EXERCISE:
Copy all of the entries below exactly as they appear, but leave the picture out of your copy.

EXCERPTED RECORDS:

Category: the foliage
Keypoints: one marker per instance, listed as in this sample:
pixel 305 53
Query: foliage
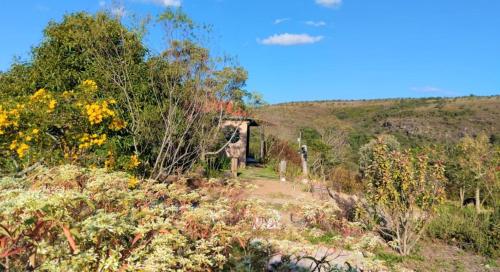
pixel 366 152
pixel 403 190
pixel 68 218
pixel 467 229
pixel 471 165
pixel 92 81
pixel 76 126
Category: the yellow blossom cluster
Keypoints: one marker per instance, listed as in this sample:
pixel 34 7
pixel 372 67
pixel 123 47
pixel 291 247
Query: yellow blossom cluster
pixel 132 182
pixel 44 95
pixel 20 148
pixel 9 118
pixel 89 85
pixel 40 94
pixel 96 112
pixel 87 140
pixel 117 124
pixel 134 162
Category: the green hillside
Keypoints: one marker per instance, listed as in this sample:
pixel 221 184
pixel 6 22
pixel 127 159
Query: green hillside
pixel 414 122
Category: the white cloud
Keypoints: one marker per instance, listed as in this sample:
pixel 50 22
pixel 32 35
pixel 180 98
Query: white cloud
pixel 118 11
pixel 329 3
pixel 281 20
pixel 316 23
pixel 287 39
pixel 166 3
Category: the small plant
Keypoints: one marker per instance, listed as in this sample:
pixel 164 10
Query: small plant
pixel 403 190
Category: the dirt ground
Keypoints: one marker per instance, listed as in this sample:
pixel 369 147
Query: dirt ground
pixel 430 255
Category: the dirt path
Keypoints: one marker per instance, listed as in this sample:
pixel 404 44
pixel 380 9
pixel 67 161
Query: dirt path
pixel 280 196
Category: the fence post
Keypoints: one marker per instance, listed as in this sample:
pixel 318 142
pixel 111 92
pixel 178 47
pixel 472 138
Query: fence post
pixel 234 167
pixel 282 170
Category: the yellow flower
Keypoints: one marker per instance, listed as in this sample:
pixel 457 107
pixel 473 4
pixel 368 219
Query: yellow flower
pixel 134 161
pixel 87 141
pixel 89 85
pixel 21 150
pixel 132 182
pixel 13 145
pixel 96 112
pixel 117 124
pixel 39 94
pixel 52 105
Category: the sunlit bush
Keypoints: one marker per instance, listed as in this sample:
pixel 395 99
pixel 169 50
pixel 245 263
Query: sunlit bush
pixel 76 126
pixel 72 219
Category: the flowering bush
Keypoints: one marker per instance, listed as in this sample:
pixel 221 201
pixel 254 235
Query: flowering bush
pixel 77 126
pixel 69 219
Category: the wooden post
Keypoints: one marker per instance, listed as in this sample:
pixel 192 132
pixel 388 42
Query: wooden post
pixel 234 167
pixel 282 170
pixel 478 201
pixel 262 144
pixel 303 158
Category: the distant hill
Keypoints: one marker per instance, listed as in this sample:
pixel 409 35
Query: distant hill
pixel 413 121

RESPONSE TO THIS EXERCISE:
Category: the foliage
Keypoints: one marker per instance, listed as in this sample:
pixel 305 53
Query: foliage
pixel 366 152
pixel 403 190
pixel 68 218
pixel 467 229
pixel 471 165
pixel 92 81
pixel 76 126
Category: the yellow blossom cluster
Keypoints: one marker per instance, listed as in this sample:
pixel 34 7
pixel 372 67
pixel 123 47
pixel 291 247
Query: yellow blossom cluster
pixel 132 182
pixel 44 95
pixel 20 148
pixel 9 118
pixel 89 85
pixel 40 94
pixel 96 112
pixel 87 140
pixel 117 124
pixel 134 162
Category: the green hillside
Keypoints: one marker per instance, listed as in this sample:
pixel 221 184
pixel 6 22
pixel 127 159
Query: green hillside
pixel 414 122
Category: the white cloud
Keypoints: one marker per instance, listed as in this sample:
pixel 50 22
pixel 32 35
pixel 180 98
Query: white cloud
pixel 118 11
pixel 329 3
pixel 281 20
pixel 316 23
pixel 287 39
pixel 166 3
Category: the small plant
Keypoints: one marker per instance, listed as in this sample:
pixel 164 10
Query: small plant
pixel 403 190
Category: the dirt ground
Keypoints: one marker per instance, listed as in this sample:
pixel 369 147
Query: dirt ground
pixel 430 255
Category: the dirt path
Keypoints: one marker per instance, listed as in this sample:
pixel 404 44
pixel 380 9
pixel 67 161
Query: dirt path
pixel 280 196
Category: the fence post
Keypoints: one marker per instance, listed as in this sample:
pixel 318 142
pixel 111 92
pixel 178 47
pixel 472 138
Query: fence post
pixel 234 167
pixel 282 170
Category: the yellow flower
Keypoints: one marker per instance, listed as in this sample:
pixel 457 107
pixel 473 4
pixel 368 219
Query: yellow flower
pixel 134 161
pixel 87 141
pixel 89 85
pixel 21 150
pixel 132 182
pixel 13 145
pixel 96 112
pixel 117 124
pixel 39 94
pixel 52 105
Category: the sunlit bush
Keypoints: one marker per instance, listed as in this sample:
pixel 395 99
pixel 169 50
pixel 245 263
Query: sunlit bush
pixel 76 126
pixel 72 219
Category: the flowering bush
Keypoints: one marker per instance, listed as in this sample:
pixel 221 201
pixel 254 235
Query: flowering bush
pixel 77 126
pixel 69 219
Category: the wooden post
Keypoints: one marker per instance, listed as in this sample:
pixel 192 132
pixel 388 42
Query: wooden post
pixel 234 167
pixel 282 170
pixel 478 201
pixel 262 144
pixel 303 158
Category: the distant hill
Keypoints: one marker per instance, listed as in this sample:
pixel 409 35
Query: distant hill
pixel 413 121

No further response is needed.